[YOUR ASSIGNMENT]
Could every line of the data be copied out once more, exactly?

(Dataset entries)

*** Begin section ***

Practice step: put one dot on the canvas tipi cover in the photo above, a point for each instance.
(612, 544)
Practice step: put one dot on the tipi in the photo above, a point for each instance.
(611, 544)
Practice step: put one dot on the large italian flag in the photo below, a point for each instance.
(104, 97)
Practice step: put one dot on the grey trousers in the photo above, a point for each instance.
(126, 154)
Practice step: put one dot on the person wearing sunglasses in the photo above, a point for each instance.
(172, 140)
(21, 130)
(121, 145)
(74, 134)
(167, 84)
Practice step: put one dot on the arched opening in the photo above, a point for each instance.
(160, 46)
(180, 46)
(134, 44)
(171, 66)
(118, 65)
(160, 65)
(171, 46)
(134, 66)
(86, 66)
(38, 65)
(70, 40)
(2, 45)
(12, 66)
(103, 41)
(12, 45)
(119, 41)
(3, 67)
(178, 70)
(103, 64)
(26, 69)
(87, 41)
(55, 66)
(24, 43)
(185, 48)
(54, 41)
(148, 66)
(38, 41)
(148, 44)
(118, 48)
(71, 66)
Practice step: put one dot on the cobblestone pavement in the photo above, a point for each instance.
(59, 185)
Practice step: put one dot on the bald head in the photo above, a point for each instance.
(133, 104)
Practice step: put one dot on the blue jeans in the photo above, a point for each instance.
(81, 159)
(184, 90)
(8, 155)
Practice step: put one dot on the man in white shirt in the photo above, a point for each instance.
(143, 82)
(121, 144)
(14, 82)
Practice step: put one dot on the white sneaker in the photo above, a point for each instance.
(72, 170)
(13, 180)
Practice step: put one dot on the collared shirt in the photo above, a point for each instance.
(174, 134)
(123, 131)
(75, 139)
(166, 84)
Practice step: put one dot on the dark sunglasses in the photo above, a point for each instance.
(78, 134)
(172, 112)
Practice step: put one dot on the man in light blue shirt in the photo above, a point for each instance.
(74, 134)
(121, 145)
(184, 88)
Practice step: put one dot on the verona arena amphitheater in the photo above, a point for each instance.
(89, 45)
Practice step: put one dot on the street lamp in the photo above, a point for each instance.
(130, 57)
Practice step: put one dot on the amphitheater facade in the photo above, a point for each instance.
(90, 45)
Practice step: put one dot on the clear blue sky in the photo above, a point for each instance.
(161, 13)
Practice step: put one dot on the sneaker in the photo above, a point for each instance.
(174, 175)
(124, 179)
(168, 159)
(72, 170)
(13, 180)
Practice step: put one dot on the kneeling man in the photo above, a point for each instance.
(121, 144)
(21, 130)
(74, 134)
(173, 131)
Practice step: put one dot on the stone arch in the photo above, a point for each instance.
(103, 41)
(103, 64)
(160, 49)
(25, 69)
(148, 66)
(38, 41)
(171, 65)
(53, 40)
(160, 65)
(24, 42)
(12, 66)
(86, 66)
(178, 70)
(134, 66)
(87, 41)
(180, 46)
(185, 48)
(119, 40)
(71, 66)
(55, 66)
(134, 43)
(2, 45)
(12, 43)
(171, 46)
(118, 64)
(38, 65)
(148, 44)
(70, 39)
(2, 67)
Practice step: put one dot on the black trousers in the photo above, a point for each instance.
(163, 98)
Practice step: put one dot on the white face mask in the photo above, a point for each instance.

*** End section ***

[OUTPUT]
Practice step: put one dot on the canvas tipi cover in the photo above, a point for each instance.
(612, 544)
Practice step: put one dot on the tipi in the photo above, a point for each instance.
(611, 544)
Practice step: put one dot on the large italian flag in the photo below, a point for each instance.
(104, 97)
Practice step: put one dot on the grey trousers in the photo above, a point for each instance.
(126, 154)
Practice step: put one dot on the person wearing sunglasses in the photo above, a point for each instance.
(172, 140)
(21, 130)
(121, 145)
(74, 134)
(167, 84)
Practice step: put one dot on the arched opening in the photo above, a point for each instance.
(160, 46)
(180, 46)
(134, 44)
(171, 66)
(118, 65)
(160, 65)
(171, 46)
(134, 66)
(86, 66)
(38, 65)
(70, 40)
(2, 45)
(12, 66)
(103, 41)
(12, 45)
(119, 41)
(3, 67)
(178, 70)
(103, 64)
(26, 69)
(87, 41)
(55, 66)
(24, 43)
(185, 48)
(54, 41)
(148, 66)
(38, 41)
(148, 44)
(118, 48)
(71, 66)
Practice step: put one dot on the cobblestone pavement in the photo above, a point for each instance.
(59, 185)
Practice step: put one dot on the bald head in the photo above, a point for each instance.
(133, 104)
Practice step: put one dot on the blue jeans in the photo above, a point for each instance.
(81, 159)
(184, 90)
(8, 155)
Practice step: put one dot on the man in white shirt in the photo above, a point for each instance.
(143, 82)
(121, 144)
(14, 82)
Practice step: put one dot on the white sneaker in the photo above, a point for each instance.
(72, 170)
(13, 180)
Practice step: put one dot on the collared shirt in the photo above, a point for each instance.
(174, 134)
(123, 131)
(75, 139)
(166, 84)
Practice step: put one dot on the dark sunglasses in the photo above, a point for each instance.
(78, 134)
(172, 112)
Practice step: put one dot on the man in light blue shirt in the photo above, a point for each instance.
(74, 134)
(121, 145)
(184, 88)
Practice step: put one dot on the verona arena amphitheater in the photo above, a point for each instance.
(89, 45)
Practice step: put one dot on the street lamp in the photo above, a point for each instance.
(130, 57)
Practice step: put one dot on the amphitheater facade in the photo above, a point for each instance.
(90, 45)
Practice step: put one dot on the clear blue sky in the photo above, a point for each instance.
(161, 13)
Practice step: put one dot on the sneaker in the photo above, a point for each instance.
(174, 175)
(124, 179)
(168, 159)
(72, 170)
(13, 180)
Practice step: put one dot on the kneeling man in the photo above, a point for each instance.
(121, 144)
(21, 130)
(74, 134)
(173, 131)
Practice step: put one dot on the stone arch in the photo above, a point for each instance.
(103, 41)
(103, 64)
(160, 49)
(25, 69)
(148, 66)
(38, 41)
(171, 65)
(53, 40)
(160, 65)
(24, 42)
(12, 66)
(86, 66)
(178, 70)
(134, 66)
(87, 41)
(180, 46)
(185, 48)
(119, 40)
(71, 66)
(55, 66)
(134, 43)
(2, 45)
(12, 43)
(171, 46)
(118, 64)
(38, 65)
(148, 44)
(70, 39)
(2, 67)
Practice step: put one dot on the black trousers in the photo above, a point for each instance.
(163, 98)
Practice step: put one dot on the white face mask in the photo above, a point for each instance.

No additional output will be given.